[Passage provided]
========================

Finding herself swept back into the world she left behind, we quickly learn that this southern belle hides a checkered past. She has a husband that she must divorce before she can have this dream wedding. The only problem is that Jake (Josh Lucas, “American Psycho”) wants her to remember her roots before signing the papers. In a whirlwind of old stories and older friends, Melanie soon reinvents her southern accent, recreates the days of felony Melanie, and offends all of her country bumpkin chums before she realizes what home used to be like. Everything hits her with a dose of modesty as she loses her yuppie, snobby edge and becomes willingly re-appropriated. Problems arise when her package of lies that represented her life in New York surface in Alabama, where the charade continues. Her actions come full-circle, as she must decide whether to take action on her new feelings for Jake, whom she fell in love with as a 10-year-old.

This film is a pleasant surprise of a lighthearted comedy. Enjoyable jokes and memorable characters make the film one worth sitting through on a weekend date night. Witherspoon is gorgeous with her southern accent, and her performance is exceptional. Josh Lucas is funny and has a classic down home style akin to Matthew McConaughey. Even the supporting roles are pleasing as they welcome everyone down for a taste of the Deep South. Fred Ward, as Melanie’s father, has some hilarious scenes; Ethan Embry draws laughs as an unconventional southern character; and Candice Bergen is always funny in her sophisticated, high society mode.

========================

[Source material]
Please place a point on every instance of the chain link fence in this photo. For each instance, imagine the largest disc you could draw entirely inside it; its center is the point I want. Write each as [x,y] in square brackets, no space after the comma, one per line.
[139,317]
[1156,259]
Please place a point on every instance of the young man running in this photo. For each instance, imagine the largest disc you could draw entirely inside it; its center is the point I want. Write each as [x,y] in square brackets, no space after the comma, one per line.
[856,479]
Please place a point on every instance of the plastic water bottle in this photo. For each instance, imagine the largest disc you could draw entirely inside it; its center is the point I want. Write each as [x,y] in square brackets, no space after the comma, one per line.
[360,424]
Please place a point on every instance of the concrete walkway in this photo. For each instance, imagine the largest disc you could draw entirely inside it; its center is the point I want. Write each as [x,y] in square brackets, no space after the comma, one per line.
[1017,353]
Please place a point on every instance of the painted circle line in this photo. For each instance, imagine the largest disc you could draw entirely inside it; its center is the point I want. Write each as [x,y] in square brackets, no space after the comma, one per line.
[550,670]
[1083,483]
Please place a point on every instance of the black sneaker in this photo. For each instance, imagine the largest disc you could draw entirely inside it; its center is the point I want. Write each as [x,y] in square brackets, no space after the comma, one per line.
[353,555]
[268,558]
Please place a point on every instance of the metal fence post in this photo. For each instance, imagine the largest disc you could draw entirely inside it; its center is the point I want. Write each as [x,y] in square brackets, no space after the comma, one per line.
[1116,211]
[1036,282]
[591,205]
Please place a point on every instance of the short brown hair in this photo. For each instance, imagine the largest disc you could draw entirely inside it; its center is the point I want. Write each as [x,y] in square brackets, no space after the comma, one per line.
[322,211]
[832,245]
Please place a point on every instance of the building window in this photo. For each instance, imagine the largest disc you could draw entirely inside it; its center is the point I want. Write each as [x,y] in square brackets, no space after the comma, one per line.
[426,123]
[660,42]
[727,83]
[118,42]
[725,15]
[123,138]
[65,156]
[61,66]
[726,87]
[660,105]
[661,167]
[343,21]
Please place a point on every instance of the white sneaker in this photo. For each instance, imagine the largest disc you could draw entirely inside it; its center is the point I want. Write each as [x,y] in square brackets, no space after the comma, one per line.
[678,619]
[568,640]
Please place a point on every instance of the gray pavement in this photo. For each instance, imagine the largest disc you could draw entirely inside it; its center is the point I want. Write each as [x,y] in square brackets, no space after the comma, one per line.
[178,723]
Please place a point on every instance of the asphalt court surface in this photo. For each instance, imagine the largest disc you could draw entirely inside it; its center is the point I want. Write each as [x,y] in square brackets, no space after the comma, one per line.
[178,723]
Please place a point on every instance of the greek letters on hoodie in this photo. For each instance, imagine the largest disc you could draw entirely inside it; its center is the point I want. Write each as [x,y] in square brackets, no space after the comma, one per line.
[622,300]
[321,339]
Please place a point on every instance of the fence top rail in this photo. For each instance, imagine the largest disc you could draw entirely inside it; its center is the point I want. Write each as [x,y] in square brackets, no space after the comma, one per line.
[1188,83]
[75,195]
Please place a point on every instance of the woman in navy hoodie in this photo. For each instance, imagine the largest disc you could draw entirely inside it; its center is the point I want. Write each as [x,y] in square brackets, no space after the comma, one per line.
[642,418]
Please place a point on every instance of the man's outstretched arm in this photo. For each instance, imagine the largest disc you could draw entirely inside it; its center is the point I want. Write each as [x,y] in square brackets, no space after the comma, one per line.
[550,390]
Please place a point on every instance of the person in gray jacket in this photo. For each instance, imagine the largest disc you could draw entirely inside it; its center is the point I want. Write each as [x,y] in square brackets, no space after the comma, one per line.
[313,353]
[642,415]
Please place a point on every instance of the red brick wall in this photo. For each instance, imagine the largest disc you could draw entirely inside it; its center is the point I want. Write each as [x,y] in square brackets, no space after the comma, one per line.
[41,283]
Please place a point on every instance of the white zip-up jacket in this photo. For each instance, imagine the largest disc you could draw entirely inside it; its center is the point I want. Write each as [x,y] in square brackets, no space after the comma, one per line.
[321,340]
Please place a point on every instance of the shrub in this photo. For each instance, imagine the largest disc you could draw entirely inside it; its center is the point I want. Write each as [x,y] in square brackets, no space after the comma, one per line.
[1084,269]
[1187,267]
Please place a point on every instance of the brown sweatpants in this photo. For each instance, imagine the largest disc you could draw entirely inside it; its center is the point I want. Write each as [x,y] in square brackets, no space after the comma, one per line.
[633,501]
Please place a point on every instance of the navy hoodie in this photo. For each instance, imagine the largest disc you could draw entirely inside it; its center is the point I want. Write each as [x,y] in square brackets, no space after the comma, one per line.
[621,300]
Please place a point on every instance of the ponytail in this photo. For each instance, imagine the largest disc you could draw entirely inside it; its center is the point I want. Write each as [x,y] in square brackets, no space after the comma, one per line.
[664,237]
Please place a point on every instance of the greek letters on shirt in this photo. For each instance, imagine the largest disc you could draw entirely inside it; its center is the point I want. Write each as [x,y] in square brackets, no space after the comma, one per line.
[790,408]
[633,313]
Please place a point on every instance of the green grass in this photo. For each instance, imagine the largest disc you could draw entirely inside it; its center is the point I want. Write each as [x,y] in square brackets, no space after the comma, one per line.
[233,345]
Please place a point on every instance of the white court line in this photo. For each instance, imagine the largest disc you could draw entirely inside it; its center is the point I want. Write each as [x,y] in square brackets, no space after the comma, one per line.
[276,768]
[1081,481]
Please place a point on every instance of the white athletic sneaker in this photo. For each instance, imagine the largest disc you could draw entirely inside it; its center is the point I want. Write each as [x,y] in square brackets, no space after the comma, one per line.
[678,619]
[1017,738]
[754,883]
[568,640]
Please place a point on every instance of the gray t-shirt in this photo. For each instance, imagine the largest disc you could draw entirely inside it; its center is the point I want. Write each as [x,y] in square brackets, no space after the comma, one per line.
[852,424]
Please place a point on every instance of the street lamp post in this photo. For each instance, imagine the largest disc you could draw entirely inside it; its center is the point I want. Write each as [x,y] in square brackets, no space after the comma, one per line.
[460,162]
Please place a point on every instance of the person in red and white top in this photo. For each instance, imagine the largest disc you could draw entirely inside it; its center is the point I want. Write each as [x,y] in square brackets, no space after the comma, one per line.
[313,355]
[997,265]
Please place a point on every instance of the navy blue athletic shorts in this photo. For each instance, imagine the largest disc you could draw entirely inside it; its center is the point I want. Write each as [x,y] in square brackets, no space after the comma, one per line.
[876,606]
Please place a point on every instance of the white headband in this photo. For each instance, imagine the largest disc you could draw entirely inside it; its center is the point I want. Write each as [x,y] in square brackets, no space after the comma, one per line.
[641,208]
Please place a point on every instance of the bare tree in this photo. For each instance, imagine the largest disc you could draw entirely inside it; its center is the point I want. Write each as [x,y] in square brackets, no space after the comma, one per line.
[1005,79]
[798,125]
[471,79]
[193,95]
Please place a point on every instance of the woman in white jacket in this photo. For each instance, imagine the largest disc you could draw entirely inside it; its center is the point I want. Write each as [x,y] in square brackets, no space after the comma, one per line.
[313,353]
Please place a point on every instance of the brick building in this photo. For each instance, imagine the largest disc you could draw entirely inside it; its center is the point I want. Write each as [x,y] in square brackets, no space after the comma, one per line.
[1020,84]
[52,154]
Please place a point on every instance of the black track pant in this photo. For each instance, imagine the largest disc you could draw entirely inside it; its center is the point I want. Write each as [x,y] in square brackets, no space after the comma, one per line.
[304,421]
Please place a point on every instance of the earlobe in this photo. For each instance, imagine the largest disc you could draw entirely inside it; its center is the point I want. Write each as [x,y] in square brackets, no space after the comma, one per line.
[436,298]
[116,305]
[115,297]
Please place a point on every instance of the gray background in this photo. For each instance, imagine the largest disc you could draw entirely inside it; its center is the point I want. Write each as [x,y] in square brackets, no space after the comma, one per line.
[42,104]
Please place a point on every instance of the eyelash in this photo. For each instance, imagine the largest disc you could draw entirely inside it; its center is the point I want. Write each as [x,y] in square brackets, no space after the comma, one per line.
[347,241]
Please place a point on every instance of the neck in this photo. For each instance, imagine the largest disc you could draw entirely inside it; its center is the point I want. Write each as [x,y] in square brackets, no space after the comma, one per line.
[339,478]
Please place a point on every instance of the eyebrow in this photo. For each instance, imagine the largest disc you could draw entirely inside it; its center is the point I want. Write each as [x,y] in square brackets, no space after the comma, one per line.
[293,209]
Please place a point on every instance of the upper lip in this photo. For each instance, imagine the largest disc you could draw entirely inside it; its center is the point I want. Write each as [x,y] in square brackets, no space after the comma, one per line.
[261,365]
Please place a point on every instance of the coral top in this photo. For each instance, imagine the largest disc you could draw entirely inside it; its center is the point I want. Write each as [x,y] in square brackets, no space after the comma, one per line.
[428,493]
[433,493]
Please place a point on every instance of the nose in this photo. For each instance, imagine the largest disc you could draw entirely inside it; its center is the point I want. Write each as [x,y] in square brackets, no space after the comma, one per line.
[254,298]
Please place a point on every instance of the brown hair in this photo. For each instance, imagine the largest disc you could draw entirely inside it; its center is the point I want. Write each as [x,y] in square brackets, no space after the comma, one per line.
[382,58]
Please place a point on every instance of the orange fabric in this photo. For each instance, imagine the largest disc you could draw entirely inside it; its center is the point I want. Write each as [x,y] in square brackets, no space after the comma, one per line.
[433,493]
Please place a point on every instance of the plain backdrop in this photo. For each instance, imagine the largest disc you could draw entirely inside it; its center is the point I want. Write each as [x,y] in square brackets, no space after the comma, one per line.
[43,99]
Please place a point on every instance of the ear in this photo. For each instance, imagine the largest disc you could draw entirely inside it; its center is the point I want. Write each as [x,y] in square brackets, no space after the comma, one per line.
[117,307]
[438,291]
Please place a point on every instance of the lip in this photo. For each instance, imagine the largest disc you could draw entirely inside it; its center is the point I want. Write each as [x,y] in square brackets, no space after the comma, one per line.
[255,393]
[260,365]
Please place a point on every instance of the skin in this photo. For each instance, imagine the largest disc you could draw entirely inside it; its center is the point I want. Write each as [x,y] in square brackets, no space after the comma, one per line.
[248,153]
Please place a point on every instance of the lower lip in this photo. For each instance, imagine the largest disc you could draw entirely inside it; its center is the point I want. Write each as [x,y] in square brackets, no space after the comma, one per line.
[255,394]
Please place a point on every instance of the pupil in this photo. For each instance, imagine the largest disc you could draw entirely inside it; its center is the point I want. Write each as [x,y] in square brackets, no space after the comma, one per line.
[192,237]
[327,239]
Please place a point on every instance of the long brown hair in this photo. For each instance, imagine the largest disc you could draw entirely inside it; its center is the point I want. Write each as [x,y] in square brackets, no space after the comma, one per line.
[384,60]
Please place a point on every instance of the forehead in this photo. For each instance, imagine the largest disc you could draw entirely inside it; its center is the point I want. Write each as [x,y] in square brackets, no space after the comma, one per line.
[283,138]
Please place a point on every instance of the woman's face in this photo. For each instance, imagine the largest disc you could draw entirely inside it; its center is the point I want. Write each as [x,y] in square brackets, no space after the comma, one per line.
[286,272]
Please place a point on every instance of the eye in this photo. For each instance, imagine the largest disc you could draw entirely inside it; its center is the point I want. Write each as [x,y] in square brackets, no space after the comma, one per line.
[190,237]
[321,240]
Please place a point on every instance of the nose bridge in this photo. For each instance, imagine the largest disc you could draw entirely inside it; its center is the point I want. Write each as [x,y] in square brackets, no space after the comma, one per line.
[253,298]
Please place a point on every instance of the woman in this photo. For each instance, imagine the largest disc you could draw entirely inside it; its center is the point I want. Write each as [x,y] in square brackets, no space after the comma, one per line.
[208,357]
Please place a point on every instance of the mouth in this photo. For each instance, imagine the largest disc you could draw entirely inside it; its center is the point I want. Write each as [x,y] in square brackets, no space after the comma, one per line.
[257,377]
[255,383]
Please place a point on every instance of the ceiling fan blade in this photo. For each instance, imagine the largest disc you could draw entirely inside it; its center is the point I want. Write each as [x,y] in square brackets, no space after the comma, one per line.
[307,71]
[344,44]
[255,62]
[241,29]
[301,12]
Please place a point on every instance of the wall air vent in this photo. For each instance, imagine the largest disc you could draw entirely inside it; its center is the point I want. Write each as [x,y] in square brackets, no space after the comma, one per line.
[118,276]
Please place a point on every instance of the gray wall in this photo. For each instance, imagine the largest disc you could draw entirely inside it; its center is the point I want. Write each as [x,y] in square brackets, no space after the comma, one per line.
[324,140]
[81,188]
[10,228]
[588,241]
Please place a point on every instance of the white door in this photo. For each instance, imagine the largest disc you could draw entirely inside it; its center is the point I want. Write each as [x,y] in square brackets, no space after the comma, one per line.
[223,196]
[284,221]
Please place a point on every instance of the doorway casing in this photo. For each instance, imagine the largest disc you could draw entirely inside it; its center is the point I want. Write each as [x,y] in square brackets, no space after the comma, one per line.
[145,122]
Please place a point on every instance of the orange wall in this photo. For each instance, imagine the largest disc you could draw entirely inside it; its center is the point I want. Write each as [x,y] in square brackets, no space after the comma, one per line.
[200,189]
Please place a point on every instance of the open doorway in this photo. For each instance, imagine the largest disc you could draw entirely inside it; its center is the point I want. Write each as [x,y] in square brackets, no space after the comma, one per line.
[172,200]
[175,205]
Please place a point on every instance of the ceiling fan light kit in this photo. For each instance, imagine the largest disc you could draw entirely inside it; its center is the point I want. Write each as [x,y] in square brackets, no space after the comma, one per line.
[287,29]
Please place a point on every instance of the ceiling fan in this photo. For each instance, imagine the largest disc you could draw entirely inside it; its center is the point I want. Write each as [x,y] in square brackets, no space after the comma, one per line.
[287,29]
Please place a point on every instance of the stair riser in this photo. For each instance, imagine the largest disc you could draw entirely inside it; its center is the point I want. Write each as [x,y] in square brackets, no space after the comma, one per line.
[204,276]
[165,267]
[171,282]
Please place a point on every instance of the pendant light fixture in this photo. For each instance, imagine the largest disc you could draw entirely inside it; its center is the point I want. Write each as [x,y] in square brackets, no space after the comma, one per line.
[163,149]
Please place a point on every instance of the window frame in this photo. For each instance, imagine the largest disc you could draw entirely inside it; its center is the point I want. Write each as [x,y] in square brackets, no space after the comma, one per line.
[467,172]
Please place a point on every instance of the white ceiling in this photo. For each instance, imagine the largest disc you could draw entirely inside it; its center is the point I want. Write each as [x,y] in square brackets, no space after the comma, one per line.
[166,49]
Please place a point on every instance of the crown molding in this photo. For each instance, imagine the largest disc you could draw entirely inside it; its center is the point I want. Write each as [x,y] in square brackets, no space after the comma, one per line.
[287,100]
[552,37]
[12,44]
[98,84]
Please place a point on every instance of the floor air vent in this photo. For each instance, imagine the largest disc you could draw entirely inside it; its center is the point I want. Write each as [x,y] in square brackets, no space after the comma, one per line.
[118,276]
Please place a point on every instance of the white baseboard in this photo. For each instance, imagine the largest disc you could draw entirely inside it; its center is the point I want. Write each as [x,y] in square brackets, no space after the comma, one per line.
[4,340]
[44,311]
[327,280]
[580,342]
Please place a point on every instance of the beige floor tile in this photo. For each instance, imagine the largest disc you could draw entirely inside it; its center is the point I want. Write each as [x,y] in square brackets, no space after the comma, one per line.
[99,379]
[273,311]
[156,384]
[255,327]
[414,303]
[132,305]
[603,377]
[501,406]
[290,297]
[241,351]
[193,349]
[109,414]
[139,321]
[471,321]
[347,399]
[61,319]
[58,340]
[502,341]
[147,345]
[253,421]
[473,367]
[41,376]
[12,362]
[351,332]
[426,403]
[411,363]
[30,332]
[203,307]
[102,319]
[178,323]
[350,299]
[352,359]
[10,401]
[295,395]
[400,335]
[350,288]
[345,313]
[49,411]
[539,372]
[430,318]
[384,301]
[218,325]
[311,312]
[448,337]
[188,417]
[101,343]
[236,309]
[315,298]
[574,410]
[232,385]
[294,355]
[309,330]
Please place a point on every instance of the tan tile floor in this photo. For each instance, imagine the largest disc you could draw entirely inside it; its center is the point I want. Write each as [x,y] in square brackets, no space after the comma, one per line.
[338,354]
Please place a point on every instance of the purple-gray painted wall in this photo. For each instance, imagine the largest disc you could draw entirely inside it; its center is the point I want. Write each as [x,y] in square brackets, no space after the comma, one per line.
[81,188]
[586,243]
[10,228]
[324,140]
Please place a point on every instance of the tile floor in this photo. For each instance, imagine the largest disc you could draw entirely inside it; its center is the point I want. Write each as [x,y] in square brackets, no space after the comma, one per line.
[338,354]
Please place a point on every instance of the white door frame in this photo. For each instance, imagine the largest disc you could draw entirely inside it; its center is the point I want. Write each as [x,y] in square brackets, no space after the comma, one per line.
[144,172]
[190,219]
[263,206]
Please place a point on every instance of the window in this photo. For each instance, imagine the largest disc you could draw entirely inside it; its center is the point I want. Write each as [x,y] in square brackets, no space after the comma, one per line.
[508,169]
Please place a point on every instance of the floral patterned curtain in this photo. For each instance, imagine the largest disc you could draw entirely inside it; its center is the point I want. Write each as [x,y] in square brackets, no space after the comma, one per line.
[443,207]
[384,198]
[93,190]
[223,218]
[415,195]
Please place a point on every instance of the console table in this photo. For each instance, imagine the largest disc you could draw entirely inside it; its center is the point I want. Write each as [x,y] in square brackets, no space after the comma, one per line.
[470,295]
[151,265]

========================

[Exercise set]
1) Count the lines in the records above that contain the string "blade", matching case exactly, and reply with the number alone.
2) Pick up the film review above after its last sentence and keep writing.

[Answers to the exercises]
1) 1

2)
On the downside, however, the North versus South undercurrent sidetracks the romantic comedy aspect of the story. The film repeatedly reminds viewers that history should be remembered but does so in a tiring fashion. Melanie is caught between her life in New York and past in Alabama, but everybody else fulfills some stereotype of their respective territory or profession, including a gay fashion designer. Although these do have their place in the film, director Andy Tennant (“Ever After”) overplays them to solicit laughter that only hinders the story.

“Sweet Home Alabama” has little to stand on besides its performances and humor. Somewhere in the midst of a good idea, the predictable story is depleted with holes. Too much screen time is spent with Melanie struggling inside, and not enough attention is given to the multitude of complex characters and history around her. Great potential could have been reached, but Tennant and the writers settle for a simple, mindless romantic comedy.

It might not be the best film of the year, but the movie does leave viewers with both a lingering good feeling and a smile.